§ ABOUT THIS EXERCISE:
In the material below, how many lines contain "reporting"? Answer with the number alone.

====== EXERCISE DATA

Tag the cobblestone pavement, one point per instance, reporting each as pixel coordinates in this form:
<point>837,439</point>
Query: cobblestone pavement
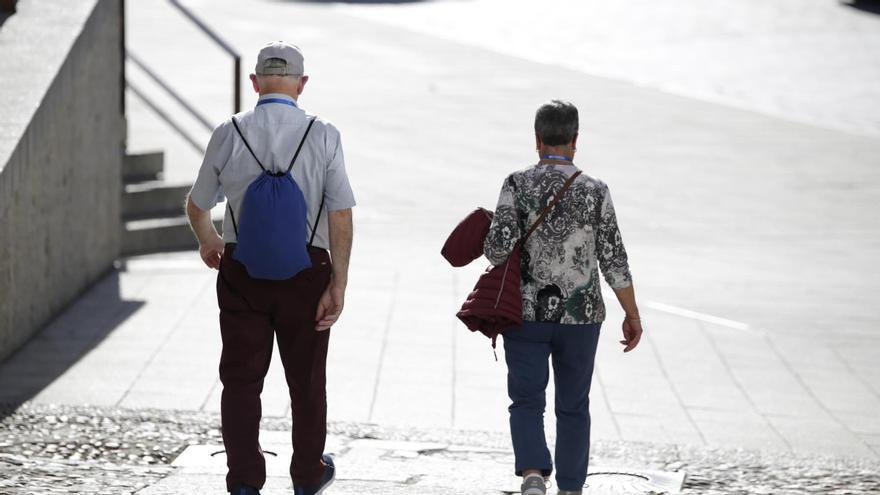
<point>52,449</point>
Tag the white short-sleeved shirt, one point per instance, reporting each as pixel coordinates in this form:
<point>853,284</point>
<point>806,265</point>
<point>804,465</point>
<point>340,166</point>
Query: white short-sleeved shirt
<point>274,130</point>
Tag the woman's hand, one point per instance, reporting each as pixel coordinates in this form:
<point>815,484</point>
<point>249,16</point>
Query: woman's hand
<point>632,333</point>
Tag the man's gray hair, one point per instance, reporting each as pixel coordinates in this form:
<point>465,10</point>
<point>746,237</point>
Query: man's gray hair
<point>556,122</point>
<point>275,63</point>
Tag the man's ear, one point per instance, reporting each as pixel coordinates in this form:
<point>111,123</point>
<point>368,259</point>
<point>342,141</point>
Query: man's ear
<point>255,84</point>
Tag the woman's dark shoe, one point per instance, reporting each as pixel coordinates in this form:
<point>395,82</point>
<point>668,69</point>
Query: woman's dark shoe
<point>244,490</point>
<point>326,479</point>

============
====== EXERCISE DATA

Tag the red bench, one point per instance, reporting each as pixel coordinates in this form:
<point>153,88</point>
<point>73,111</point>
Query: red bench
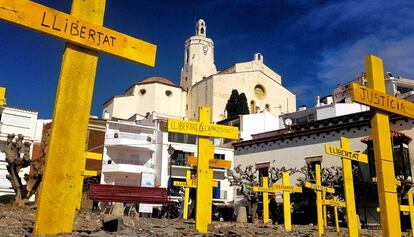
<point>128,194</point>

============

§ EXERCISE ANSWER:
7